*LISTED ENTRIES*:
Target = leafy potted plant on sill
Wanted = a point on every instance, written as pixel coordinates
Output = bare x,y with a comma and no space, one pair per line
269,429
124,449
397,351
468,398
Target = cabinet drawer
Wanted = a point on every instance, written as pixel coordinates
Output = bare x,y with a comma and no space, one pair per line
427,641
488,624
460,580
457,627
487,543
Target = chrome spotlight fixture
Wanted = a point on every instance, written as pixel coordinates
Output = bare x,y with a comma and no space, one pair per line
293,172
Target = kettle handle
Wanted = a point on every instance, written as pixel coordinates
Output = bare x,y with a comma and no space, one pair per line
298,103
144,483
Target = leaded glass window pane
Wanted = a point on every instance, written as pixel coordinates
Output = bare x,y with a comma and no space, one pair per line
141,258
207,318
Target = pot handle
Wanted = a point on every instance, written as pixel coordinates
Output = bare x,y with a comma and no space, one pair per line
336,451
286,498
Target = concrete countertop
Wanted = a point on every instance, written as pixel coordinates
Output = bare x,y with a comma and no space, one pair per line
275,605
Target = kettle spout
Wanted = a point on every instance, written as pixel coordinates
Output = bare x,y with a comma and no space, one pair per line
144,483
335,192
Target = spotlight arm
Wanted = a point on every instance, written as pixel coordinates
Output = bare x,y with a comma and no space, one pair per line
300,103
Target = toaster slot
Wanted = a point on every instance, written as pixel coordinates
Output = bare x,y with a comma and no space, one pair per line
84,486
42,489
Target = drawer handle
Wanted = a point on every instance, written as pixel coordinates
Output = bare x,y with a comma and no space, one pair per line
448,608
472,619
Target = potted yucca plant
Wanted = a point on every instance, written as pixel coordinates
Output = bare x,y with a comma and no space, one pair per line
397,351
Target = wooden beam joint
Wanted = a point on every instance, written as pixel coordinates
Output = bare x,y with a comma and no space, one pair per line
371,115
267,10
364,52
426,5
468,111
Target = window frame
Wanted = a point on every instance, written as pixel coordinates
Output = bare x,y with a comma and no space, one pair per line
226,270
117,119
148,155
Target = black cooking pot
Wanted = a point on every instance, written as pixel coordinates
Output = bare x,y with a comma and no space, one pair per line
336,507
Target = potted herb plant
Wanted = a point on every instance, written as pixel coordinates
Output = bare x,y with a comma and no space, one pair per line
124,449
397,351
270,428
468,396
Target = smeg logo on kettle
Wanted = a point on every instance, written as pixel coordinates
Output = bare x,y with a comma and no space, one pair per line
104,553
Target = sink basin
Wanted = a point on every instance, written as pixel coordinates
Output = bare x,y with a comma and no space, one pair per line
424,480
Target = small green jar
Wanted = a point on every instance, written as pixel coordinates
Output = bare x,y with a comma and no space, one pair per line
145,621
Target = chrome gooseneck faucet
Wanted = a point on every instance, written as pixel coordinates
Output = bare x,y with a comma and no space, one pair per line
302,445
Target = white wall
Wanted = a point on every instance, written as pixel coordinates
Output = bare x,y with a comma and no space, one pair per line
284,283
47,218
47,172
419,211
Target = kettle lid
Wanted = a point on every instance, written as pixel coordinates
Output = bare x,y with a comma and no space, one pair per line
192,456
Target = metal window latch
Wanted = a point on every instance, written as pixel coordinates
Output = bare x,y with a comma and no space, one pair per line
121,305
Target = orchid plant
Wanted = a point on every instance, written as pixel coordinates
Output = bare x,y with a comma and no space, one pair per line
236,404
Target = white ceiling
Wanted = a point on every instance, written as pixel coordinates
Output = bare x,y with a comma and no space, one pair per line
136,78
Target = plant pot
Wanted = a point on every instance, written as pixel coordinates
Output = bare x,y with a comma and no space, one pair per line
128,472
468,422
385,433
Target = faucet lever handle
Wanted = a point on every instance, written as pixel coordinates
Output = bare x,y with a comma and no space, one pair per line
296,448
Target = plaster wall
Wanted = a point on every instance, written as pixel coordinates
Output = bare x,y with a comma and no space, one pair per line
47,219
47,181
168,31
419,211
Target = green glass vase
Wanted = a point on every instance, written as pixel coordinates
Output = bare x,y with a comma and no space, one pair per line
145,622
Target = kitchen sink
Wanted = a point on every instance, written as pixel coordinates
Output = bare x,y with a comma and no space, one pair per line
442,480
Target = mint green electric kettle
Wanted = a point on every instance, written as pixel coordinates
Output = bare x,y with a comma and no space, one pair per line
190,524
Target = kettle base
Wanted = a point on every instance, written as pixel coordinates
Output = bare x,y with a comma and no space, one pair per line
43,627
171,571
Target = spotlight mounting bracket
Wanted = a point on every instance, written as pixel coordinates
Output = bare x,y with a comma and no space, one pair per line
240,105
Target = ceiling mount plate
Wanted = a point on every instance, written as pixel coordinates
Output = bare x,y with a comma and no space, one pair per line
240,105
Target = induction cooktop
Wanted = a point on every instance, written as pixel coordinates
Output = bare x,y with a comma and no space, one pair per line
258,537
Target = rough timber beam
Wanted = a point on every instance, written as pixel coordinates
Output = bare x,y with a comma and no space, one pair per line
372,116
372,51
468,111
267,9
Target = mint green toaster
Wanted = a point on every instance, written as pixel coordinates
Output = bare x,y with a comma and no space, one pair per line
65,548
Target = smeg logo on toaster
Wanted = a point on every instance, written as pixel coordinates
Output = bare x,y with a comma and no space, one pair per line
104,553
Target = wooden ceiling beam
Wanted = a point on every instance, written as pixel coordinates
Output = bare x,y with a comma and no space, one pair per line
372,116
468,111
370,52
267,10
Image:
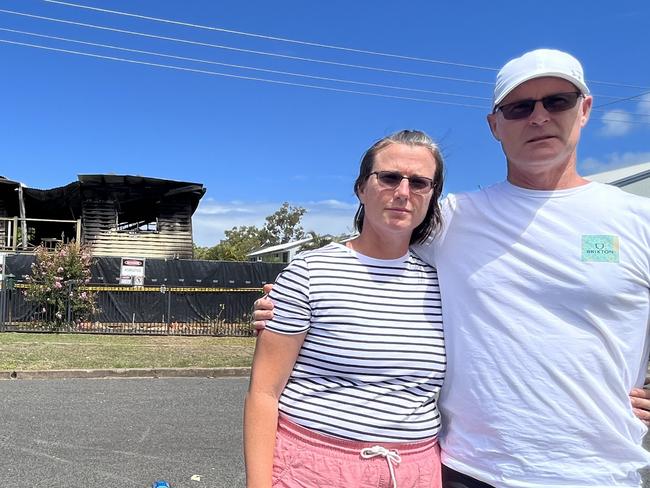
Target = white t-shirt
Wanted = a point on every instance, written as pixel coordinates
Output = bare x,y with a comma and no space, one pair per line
373,359
546,304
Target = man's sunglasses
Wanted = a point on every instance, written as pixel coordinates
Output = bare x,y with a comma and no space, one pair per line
392,179
558,102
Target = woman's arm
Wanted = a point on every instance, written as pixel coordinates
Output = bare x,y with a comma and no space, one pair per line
275,355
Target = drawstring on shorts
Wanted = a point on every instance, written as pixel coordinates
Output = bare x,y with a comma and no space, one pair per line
392,457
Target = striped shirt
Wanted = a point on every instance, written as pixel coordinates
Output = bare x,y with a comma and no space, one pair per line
373,359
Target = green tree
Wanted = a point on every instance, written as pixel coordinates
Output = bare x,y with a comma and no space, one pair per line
283,226
317,240
238,243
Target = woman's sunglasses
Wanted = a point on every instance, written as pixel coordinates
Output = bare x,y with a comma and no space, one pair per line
392,179
559,102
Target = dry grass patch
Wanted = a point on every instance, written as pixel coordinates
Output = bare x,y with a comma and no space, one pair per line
23,351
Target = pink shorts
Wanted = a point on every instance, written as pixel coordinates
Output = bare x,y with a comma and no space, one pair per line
306,459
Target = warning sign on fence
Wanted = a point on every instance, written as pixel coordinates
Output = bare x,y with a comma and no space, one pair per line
132,271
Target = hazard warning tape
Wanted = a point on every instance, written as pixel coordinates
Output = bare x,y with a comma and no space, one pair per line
159,289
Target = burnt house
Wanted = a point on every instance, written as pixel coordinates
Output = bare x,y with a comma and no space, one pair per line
117,215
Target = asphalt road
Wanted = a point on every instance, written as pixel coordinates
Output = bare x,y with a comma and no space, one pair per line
124,433
121,433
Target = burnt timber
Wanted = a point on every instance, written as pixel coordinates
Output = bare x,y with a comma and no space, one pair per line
116,215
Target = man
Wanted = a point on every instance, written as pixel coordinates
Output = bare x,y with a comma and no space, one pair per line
545,283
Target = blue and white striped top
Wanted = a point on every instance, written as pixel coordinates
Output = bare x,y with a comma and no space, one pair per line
373,360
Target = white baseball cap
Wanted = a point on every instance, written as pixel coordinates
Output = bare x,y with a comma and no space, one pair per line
538,64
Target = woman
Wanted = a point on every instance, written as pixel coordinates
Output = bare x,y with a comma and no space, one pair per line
345,379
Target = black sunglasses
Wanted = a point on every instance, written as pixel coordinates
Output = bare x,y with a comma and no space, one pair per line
392,179
558,102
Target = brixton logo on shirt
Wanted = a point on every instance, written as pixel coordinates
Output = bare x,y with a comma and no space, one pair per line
600,249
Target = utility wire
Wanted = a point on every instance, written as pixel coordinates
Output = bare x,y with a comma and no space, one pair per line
250,51
301,75
227,75
305,43
278,82
626,99
288,73
272,38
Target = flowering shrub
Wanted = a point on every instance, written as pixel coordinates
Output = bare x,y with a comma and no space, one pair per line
56,282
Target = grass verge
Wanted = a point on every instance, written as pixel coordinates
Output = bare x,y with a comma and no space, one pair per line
30,352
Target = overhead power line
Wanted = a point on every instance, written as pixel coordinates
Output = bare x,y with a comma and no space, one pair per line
302,75
627,99
238,66
228,75
272,38
306,43
265,80
250,51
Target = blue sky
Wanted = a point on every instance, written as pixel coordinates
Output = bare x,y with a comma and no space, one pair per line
256,144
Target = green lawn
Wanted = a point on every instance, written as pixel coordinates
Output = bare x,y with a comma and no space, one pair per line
23,351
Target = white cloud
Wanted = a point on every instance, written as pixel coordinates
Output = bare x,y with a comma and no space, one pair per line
616,123
212,218
613,161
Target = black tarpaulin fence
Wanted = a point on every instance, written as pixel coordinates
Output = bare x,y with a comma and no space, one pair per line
214,298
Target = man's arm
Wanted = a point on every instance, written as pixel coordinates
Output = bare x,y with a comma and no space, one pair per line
640,398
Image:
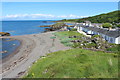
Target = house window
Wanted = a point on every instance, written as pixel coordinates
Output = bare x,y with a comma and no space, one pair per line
111,40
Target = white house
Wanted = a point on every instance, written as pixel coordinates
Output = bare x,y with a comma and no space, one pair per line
108,35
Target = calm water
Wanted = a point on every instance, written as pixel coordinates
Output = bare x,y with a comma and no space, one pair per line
24,27
19,28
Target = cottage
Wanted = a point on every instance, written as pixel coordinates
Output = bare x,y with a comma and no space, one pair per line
108,35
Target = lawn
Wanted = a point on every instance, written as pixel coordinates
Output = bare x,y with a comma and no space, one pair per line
75,63
64,37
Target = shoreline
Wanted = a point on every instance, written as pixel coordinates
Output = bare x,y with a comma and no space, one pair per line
32,47
14,52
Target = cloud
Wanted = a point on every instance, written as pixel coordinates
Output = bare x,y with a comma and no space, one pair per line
39,16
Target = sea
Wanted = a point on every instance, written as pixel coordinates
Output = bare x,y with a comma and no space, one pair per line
16,28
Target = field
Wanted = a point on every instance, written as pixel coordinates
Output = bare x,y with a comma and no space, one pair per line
75,63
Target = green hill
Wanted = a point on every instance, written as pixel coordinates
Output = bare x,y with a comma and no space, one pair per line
102,18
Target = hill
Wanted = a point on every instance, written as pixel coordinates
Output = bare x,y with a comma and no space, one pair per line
102,18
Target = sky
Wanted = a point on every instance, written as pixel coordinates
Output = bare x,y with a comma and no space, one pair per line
54,10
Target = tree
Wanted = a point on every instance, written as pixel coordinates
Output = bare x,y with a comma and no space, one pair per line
118,25
107,25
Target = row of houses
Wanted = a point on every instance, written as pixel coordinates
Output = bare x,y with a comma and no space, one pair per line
112,36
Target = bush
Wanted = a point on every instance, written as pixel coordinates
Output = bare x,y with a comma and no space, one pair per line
73,29
107,25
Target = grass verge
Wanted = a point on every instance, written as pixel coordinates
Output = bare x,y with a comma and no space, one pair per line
75,63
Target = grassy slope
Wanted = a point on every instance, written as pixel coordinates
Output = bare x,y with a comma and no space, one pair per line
75,63
64,37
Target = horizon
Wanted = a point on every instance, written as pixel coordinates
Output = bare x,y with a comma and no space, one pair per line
54,10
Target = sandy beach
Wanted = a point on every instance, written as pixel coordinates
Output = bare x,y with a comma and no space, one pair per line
31,49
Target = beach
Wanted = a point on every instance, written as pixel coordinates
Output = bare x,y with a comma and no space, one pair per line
32,47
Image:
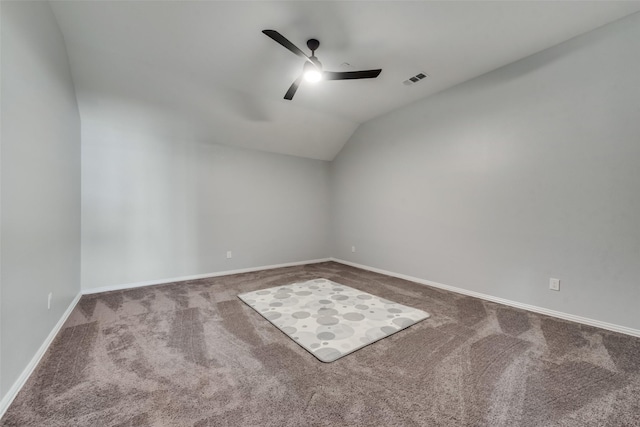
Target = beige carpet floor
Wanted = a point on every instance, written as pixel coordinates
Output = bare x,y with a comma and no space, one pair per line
193,354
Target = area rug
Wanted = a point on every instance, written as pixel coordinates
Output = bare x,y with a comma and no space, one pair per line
328,319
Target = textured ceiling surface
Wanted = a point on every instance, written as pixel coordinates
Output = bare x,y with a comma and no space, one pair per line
204,70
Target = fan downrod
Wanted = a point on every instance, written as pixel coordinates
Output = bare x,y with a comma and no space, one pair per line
313,44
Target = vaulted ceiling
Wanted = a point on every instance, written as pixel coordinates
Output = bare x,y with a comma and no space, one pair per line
204,69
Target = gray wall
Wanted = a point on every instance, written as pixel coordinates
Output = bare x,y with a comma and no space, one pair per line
159,205
526,173
40,184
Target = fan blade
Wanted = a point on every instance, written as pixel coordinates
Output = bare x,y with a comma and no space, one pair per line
285,42
348,75
292,90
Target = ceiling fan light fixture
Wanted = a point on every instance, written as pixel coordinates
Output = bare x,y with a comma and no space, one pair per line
312,76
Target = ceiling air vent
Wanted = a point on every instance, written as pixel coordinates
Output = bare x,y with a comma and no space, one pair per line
415,79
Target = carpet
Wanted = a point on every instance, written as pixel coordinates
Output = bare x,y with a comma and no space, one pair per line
328,319
193,354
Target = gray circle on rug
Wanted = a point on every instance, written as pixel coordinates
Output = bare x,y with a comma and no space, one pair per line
355,317
326,336
324,311
301,314
328,320
388,329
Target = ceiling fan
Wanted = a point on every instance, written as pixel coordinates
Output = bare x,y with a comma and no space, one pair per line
312,70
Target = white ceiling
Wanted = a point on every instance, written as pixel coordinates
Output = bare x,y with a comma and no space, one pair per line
205,70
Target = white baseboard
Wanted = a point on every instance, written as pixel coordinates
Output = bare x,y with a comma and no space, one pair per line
533,308
198,276
28,370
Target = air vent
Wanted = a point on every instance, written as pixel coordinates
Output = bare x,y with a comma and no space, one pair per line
415,79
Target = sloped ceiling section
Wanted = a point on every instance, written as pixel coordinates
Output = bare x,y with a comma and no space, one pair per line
204,69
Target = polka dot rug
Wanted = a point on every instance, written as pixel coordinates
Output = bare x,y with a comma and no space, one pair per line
328,319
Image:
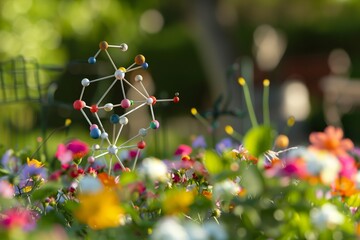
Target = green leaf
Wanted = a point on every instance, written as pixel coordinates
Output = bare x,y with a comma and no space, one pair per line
354,200
252,180
128,177
48,189
258,140
213,162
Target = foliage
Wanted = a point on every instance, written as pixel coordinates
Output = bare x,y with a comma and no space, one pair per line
308,193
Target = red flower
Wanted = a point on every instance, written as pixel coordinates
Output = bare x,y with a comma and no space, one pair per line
73,150
332,140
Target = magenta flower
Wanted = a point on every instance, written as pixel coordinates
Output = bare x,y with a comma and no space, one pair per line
73,150
6,189
348,167
183,150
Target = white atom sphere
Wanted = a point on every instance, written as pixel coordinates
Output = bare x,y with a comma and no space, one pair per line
104,135
149,101
123,120
123,47
108,107
85,82
119,74
138,78
112,149
142,132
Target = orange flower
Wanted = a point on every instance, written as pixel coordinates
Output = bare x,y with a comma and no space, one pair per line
332,140
344,187
34,162
106,180
99,210
177,201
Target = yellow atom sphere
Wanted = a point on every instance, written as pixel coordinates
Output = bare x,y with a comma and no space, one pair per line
122,69
282,141
229,130
139,59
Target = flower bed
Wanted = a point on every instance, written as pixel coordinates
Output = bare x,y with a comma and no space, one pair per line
309,192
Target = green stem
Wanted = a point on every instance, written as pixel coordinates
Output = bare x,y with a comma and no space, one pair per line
248,102
266,112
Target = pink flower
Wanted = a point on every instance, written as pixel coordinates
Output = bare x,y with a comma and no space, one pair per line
18,218
348,167
183,150
6,190
73,150
331,140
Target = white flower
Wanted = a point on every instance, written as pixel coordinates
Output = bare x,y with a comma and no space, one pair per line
169,228
225,189
154,169
326,217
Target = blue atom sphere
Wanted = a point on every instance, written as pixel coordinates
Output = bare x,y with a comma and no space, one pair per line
92,60
144,65
95,133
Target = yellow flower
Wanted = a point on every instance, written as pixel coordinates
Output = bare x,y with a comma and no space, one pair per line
34,162
99,210
177,201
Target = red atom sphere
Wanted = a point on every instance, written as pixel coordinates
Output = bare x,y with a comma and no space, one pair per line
94,108
78,104
176,99
141,144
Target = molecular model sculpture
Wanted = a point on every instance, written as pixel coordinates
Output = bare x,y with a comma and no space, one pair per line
110,145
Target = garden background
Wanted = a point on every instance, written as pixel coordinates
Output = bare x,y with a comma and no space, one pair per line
261,145
196,48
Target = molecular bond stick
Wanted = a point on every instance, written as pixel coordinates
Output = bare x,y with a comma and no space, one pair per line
118,122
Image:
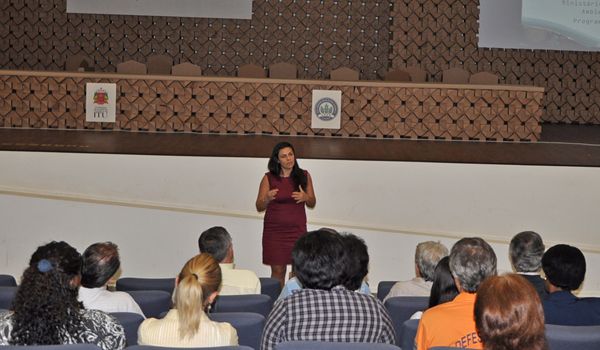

*SET EXERCISE*:
Pull out every line of the records above that contains the string "mint", treating case as significant.

*SOLUTION FOR THIS EXERCISE*:
Target = mint green electric kettle
Target = mint green toaster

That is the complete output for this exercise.